Segmentation mask data
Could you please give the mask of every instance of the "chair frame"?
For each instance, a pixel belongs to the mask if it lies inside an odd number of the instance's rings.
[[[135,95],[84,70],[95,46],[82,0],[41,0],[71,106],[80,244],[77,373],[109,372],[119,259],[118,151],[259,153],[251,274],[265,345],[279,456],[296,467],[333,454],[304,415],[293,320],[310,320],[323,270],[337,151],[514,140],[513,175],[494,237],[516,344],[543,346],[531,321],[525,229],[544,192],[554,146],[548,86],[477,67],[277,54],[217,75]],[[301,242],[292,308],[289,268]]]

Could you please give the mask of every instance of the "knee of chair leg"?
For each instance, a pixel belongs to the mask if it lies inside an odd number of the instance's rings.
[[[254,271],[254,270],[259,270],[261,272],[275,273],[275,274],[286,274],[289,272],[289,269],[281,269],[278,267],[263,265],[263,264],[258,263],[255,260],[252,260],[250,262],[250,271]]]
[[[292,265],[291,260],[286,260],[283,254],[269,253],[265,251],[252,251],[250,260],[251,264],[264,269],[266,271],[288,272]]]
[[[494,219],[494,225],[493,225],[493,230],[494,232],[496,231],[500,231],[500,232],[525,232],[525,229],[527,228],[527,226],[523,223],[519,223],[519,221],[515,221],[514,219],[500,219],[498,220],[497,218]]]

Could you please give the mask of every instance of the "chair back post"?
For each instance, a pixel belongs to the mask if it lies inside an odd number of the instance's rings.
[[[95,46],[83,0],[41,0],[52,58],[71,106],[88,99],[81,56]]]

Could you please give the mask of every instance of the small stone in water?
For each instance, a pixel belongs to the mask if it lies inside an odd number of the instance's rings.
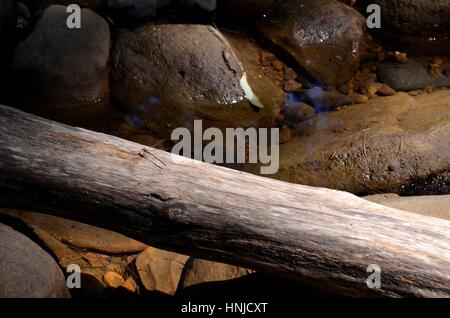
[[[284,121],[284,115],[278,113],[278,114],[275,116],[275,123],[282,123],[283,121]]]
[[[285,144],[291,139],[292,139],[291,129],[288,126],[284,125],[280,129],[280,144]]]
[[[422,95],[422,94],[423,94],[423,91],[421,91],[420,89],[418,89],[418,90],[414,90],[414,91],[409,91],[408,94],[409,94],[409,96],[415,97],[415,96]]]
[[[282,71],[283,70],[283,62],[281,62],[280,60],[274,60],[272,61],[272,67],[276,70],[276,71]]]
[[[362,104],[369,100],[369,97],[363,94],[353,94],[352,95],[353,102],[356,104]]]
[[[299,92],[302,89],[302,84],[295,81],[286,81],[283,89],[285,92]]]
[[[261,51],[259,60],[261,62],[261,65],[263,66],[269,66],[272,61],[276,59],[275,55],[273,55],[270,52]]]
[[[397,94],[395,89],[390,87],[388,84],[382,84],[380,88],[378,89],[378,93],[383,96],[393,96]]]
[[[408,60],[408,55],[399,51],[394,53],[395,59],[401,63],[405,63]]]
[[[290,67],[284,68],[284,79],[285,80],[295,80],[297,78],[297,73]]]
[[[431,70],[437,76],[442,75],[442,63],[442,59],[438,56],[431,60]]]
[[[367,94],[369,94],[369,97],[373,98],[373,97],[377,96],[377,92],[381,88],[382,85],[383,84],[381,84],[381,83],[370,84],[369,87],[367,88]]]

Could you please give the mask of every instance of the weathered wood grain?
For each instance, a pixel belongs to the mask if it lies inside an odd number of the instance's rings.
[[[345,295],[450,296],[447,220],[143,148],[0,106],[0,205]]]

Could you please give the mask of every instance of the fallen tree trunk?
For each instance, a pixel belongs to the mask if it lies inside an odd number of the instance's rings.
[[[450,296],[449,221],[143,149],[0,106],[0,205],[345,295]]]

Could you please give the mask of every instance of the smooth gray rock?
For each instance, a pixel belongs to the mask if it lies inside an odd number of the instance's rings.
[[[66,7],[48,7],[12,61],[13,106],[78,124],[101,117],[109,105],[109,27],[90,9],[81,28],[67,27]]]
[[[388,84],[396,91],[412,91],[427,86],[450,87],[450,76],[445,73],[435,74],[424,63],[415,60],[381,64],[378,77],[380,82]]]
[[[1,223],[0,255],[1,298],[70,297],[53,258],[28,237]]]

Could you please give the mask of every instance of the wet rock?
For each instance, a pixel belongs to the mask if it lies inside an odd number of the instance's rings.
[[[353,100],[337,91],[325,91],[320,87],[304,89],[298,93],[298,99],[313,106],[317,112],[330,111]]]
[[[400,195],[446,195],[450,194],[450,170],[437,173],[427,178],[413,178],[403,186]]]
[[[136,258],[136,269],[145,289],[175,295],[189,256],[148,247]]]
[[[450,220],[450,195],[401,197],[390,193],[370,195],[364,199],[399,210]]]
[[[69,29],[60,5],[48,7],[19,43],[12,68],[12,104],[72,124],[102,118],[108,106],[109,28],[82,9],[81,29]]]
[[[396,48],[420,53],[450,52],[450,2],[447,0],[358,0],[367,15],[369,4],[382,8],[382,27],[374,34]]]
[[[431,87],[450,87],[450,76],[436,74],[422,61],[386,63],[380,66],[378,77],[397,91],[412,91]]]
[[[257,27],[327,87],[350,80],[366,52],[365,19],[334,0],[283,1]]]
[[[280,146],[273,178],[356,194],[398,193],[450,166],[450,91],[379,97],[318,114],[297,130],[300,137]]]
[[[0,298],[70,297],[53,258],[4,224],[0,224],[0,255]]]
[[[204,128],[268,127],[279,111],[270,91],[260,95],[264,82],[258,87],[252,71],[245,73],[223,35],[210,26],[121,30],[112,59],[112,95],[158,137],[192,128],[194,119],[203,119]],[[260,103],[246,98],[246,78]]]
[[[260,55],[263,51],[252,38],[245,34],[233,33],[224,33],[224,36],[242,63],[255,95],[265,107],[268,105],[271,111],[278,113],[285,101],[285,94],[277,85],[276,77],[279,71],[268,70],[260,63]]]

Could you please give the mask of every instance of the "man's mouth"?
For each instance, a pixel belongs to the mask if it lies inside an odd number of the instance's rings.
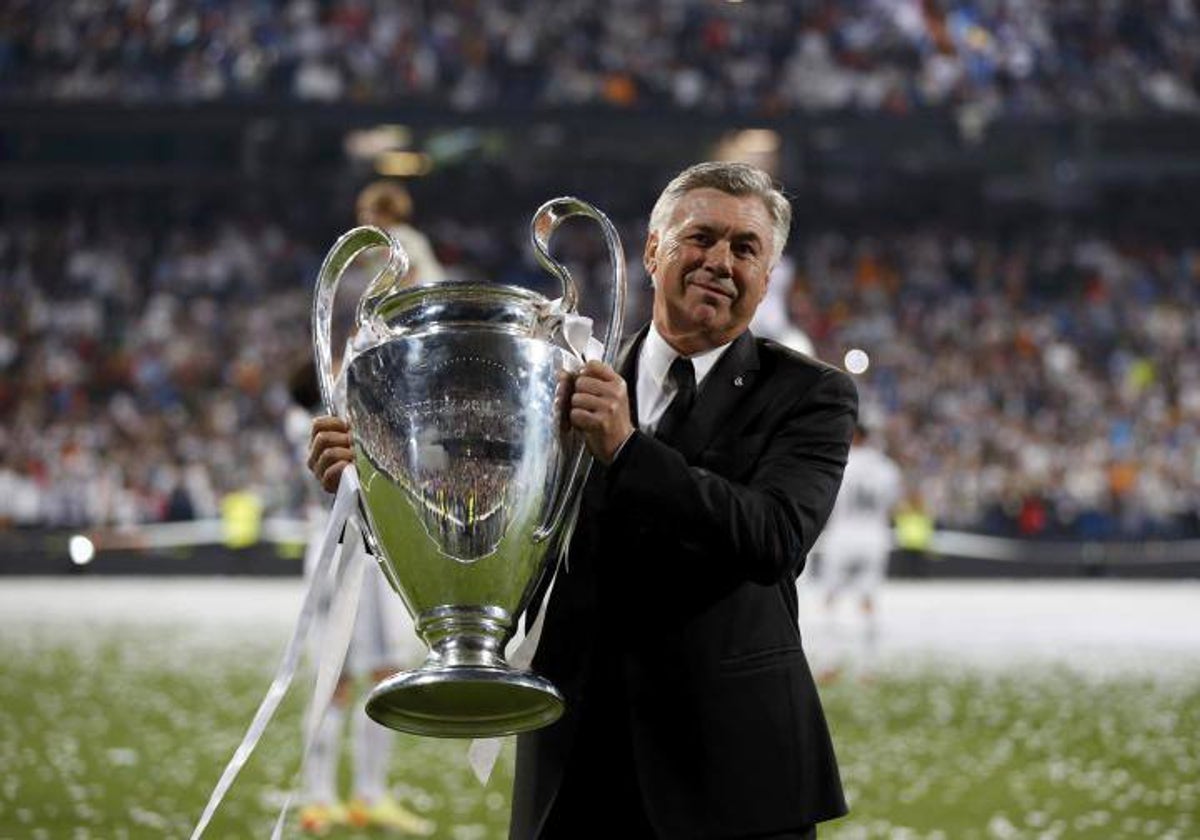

• [WHAT IS EXPECTED]: Transcribe each line of the data above, unaltered, from the one where "weathered wood grain?" appears to the one where "the wet rock?" appears, inclusive of both.

• [EXERCISE SOLUTION]:
Could you please give the mask of every instance of the weathered wood grain?
For each instance, a pixel belongs to the mask if it lies inside an odd number of the instance's rings.
[[[345,295],[450,296],[447,220],[143,148],[0,106],[0,205]]]

Could you please give the mask of every instance of the fallen tree trunk?
For each instance, a pixel belongs to the mask if it lies inside an odd number of the instance's rings.
[[[450,296],[449,221],[143,149],[0,106],[0,205],[345,295]]]

Could you please give the mask of every instance of the smooth gray rock?
For each instance, a pixel belongs to the mask if it lies inside an odd number of the instance's rings.
[[[66,7],[48,7],[12,61],[13,106],[78,124],[101,117],[109,105],[109,27],[90,9],[81,28],[67,27]]]
[[[388,84],[396,91],[412,91],[427,86],[450,87],[450,76],[445,73],[435,74],[424,63],[415,60],[381,64],[378,77],[380,82]]]
[[[1,223],[0,255],[1,298],[70,297],[53,258],[28,237]]]

Could you please give the mask of every instance of the wet rock?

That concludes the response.